PROBLEM REQUIREMENTS
Begin at the line containing "target: **wooden lattice window**" in the entries below and end at the line containing "target: keyboard"; transcribe that range exactly and nothing outside it.

++++++++

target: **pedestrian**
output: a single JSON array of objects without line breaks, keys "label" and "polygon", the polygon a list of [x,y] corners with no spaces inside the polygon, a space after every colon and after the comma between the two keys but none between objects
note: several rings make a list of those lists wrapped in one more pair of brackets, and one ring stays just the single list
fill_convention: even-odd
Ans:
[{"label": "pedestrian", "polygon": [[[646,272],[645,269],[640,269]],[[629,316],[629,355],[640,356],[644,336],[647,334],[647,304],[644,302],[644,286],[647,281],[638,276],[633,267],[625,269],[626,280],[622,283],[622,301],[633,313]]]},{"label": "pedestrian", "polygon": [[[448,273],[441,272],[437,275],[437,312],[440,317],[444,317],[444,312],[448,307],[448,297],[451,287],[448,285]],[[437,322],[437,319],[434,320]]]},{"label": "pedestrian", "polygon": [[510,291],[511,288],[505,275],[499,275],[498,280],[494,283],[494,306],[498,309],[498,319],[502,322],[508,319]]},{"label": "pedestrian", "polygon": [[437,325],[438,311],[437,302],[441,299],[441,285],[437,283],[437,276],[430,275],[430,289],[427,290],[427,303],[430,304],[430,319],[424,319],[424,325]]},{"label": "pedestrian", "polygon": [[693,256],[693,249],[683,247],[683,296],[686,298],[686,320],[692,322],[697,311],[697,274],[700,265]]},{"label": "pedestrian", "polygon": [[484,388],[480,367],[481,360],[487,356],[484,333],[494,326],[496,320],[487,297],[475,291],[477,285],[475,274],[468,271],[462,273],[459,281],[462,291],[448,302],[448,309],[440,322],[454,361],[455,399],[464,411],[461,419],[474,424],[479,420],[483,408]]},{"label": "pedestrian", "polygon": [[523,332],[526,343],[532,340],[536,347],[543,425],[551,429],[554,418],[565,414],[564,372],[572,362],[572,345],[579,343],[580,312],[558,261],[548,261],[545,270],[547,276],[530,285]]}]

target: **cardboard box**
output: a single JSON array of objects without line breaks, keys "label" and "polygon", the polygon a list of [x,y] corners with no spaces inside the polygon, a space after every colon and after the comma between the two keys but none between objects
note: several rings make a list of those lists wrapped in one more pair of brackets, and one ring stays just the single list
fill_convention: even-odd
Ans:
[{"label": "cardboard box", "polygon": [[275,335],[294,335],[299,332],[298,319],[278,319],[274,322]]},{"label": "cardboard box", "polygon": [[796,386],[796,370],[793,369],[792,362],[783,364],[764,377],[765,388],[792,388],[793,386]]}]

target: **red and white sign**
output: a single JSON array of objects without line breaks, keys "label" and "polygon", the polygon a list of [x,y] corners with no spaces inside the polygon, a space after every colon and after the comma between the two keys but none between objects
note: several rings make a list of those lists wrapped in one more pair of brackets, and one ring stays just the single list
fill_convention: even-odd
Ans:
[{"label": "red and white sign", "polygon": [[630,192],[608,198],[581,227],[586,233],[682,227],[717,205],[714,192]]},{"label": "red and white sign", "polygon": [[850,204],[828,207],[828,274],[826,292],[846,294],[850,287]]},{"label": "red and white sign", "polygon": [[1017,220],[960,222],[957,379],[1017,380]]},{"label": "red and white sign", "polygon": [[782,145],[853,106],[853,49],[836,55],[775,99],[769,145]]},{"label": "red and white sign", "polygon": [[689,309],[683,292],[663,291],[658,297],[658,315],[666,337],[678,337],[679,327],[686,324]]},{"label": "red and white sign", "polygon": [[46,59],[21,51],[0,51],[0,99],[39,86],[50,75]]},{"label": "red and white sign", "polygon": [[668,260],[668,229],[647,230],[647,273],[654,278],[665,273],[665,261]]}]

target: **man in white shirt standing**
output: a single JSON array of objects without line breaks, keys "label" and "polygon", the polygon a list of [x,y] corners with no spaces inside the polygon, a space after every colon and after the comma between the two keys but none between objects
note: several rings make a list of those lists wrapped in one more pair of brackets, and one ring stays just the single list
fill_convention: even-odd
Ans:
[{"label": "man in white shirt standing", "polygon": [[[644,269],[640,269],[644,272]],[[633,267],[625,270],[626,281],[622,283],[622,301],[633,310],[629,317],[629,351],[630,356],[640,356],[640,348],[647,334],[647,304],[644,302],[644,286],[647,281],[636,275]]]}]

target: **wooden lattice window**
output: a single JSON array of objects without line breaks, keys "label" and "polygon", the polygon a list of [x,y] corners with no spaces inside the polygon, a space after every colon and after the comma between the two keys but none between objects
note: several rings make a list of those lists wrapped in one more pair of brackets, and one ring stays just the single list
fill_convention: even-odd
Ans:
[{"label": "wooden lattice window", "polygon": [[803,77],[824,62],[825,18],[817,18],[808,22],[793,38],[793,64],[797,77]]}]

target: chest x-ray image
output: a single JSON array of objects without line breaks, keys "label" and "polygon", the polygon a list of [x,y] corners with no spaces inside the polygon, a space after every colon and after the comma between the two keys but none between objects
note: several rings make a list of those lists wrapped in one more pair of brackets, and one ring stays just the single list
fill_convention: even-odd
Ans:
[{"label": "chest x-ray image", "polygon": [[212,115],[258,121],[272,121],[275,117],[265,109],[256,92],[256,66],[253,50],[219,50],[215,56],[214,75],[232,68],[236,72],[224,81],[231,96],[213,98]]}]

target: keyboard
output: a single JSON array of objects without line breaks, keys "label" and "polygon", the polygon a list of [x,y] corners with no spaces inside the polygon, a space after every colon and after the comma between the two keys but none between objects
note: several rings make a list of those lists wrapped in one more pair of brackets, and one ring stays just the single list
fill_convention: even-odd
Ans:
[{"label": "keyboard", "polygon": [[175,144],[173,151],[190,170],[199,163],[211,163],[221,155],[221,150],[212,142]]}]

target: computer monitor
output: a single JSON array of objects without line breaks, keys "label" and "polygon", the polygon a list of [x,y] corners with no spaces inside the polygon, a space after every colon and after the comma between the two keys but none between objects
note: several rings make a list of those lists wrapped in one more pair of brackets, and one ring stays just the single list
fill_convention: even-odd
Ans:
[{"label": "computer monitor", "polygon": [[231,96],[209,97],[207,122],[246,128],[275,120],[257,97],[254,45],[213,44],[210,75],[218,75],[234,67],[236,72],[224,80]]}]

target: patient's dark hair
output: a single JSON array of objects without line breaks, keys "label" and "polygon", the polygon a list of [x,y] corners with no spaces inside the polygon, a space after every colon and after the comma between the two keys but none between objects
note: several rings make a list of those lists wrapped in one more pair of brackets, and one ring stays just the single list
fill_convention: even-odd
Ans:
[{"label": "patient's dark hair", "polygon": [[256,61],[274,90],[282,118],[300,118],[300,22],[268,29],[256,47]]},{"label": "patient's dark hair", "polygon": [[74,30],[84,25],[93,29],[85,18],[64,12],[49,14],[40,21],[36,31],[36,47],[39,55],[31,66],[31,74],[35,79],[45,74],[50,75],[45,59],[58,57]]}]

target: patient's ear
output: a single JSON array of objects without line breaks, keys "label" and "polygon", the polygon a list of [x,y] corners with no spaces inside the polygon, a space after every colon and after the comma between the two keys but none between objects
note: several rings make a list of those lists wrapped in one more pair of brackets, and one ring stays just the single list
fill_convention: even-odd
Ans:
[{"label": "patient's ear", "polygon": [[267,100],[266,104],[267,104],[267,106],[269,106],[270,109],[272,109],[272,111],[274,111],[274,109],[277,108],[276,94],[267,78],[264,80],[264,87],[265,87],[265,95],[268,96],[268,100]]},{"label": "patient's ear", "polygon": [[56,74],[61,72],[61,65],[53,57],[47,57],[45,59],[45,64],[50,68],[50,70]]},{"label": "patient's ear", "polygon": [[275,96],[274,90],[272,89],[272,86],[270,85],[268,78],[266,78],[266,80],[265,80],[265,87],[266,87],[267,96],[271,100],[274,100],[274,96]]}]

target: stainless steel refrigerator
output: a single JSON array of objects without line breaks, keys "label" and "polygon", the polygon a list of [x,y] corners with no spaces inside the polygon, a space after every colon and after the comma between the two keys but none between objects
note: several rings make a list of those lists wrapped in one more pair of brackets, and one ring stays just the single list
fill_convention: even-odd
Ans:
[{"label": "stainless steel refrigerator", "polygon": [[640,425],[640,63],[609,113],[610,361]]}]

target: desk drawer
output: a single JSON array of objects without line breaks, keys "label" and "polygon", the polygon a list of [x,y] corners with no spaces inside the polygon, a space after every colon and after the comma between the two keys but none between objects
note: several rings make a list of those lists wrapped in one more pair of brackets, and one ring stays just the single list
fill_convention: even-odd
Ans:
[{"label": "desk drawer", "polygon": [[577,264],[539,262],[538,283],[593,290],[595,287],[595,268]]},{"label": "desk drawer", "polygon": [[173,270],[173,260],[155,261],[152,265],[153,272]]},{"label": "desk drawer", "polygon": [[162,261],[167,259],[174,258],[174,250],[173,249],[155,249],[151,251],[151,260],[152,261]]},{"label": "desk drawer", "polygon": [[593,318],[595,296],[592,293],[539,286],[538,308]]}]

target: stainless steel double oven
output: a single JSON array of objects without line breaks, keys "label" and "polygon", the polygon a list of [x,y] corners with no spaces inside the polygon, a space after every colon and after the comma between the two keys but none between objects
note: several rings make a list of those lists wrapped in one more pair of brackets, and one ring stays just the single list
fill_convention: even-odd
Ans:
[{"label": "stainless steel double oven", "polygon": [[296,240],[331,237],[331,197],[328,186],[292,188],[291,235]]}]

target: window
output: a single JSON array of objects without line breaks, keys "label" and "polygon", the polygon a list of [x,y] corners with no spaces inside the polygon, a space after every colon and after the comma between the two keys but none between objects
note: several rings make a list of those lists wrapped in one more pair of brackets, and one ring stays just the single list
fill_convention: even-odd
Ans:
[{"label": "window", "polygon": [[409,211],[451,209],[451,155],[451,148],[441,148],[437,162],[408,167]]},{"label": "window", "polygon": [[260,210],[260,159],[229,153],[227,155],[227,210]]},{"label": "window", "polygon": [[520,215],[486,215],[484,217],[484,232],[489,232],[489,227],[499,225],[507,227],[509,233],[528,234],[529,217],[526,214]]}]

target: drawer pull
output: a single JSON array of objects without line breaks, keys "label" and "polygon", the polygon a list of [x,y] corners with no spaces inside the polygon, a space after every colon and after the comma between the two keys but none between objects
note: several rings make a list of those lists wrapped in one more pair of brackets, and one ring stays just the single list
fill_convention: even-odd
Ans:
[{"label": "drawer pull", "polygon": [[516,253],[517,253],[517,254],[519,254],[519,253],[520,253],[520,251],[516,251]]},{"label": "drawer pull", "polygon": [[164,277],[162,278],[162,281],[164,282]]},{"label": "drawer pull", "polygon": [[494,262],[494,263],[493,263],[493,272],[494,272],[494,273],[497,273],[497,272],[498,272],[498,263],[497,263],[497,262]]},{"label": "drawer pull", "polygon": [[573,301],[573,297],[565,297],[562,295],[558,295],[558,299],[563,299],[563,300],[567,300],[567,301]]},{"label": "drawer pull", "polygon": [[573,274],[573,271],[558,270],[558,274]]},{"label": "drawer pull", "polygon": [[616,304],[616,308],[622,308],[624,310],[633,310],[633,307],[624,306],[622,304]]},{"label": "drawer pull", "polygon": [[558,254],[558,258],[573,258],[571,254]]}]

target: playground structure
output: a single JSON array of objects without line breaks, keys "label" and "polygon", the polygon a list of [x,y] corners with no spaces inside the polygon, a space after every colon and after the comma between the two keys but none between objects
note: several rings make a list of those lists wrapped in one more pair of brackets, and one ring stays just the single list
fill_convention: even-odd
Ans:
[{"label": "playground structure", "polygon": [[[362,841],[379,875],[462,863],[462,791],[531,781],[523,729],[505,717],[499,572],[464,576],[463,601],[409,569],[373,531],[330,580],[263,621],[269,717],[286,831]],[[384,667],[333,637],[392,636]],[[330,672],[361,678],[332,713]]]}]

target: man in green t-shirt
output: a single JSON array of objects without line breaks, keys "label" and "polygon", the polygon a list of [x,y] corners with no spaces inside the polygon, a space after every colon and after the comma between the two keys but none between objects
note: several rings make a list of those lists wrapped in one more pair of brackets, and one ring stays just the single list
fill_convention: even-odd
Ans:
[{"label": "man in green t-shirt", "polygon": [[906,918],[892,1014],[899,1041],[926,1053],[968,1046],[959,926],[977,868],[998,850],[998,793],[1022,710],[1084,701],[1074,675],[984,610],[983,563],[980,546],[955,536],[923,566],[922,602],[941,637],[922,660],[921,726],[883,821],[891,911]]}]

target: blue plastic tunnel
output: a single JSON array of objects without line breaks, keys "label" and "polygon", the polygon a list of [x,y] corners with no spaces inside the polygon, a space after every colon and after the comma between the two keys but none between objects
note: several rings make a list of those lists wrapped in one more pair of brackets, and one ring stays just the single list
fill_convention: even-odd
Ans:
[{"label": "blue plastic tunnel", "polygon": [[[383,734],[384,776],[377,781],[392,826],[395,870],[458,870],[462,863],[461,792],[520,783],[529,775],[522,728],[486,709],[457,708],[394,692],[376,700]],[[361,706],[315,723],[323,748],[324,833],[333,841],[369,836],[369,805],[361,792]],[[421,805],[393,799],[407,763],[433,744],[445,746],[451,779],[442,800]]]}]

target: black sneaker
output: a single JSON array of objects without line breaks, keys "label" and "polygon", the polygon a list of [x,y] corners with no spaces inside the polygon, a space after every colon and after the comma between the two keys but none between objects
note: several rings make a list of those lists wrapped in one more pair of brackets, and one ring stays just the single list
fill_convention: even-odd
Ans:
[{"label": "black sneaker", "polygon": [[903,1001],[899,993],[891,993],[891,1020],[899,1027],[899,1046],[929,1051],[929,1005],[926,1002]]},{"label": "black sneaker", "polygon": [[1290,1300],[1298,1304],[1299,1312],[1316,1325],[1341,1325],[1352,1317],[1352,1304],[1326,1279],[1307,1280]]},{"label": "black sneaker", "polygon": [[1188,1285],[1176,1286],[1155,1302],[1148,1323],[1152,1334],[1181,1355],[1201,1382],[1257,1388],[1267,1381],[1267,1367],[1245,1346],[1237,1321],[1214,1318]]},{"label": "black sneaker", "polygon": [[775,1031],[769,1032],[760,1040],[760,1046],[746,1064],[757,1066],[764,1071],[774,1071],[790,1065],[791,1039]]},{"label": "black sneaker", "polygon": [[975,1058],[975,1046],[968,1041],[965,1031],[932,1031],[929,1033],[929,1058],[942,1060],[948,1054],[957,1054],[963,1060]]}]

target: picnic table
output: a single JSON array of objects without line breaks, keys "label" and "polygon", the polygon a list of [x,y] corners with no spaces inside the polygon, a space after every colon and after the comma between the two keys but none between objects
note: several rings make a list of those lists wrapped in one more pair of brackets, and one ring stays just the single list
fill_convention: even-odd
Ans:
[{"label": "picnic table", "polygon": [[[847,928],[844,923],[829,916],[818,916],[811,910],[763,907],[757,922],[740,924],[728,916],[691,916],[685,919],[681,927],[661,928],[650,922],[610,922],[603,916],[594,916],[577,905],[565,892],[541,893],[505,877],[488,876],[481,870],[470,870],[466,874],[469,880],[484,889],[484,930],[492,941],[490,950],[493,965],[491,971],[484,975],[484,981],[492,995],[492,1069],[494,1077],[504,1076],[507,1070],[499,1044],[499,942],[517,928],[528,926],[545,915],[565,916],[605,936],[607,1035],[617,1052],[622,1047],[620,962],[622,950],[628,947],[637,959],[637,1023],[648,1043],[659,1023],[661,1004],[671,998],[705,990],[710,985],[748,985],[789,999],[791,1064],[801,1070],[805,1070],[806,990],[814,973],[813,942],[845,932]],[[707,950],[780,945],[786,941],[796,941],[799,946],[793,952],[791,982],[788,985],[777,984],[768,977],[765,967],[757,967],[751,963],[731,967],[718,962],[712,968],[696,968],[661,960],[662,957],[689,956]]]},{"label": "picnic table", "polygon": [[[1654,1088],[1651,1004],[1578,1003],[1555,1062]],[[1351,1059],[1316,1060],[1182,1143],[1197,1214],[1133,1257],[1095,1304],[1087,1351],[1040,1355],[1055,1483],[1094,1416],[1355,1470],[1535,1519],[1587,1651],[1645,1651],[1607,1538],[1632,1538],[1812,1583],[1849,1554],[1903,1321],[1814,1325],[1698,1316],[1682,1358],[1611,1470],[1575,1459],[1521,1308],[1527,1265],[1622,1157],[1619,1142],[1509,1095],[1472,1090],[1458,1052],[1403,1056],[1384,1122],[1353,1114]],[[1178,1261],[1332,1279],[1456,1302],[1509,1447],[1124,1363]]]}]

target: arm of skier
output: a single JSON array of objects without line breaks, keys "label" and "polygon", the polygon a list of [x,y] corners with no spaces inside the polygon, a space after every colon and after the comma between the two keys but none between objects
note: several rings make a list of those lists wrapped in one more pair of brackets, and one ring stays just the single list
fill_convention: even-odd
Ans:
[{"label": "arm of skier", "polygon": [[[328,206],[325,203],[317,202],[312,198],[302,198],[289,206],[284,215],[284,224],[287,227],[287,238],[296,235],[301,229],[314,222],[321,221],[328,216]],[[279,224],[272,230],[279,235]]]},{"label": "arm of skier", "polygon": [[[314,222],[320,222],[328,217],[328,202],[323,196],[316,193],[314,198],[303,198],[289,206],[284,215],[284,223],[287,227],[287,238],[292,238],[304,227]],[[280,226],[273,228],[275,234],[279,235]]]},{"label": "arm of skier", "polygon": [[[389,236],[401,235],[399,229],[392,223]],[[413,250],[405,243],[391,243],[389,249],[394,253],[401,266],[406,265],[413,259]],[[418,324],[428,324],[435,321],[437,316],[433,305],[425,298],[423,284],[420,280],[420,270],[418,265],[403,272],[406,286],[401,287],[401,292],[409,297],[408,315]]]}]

++++++++

WRITTEN RESPONSE
target: **wooden lattice window**
output: a single JSON array of objects without line breaks, keys "label" and "polygon", the polygon a list of [x,y] corners with no spaces inside the polygon, a space after every colon and after the comma between the two keys but none between objects
note: several rings make a list of those lists wrapped in one more pair of brackets, and one ring stays just the single list
fill_convention: even-odd
Ans:
[{"label": "wooden lattice window", "polygon": [[803,77],[824,62],[825,18],[817,18],[808,22],[793,38],[793,64],[797,77]]}]

target: chest x-ray image
output: a single JSON array of objects without line breaks, keys "label" and "polygon", the polygon a list of [x,y] corners with no spaces inside the polygon, a space after every colon and after the comma between the two keys but none between objects
note: several rings make a list of those lists wrapped in one more pair of brackets, and one ring stays just the single list
fill_convention: even-odd
Ans:
[{"label": "chest x-ray image", "polygon": [[212,115],[258,121],[272,121],[275,117],[265,109],[256,92],[256,66],[253,50],[219,50],[215,56],[214,75],[232,68],[236,72],[224,81],[231,96],[213,98]]}]

target: keyboard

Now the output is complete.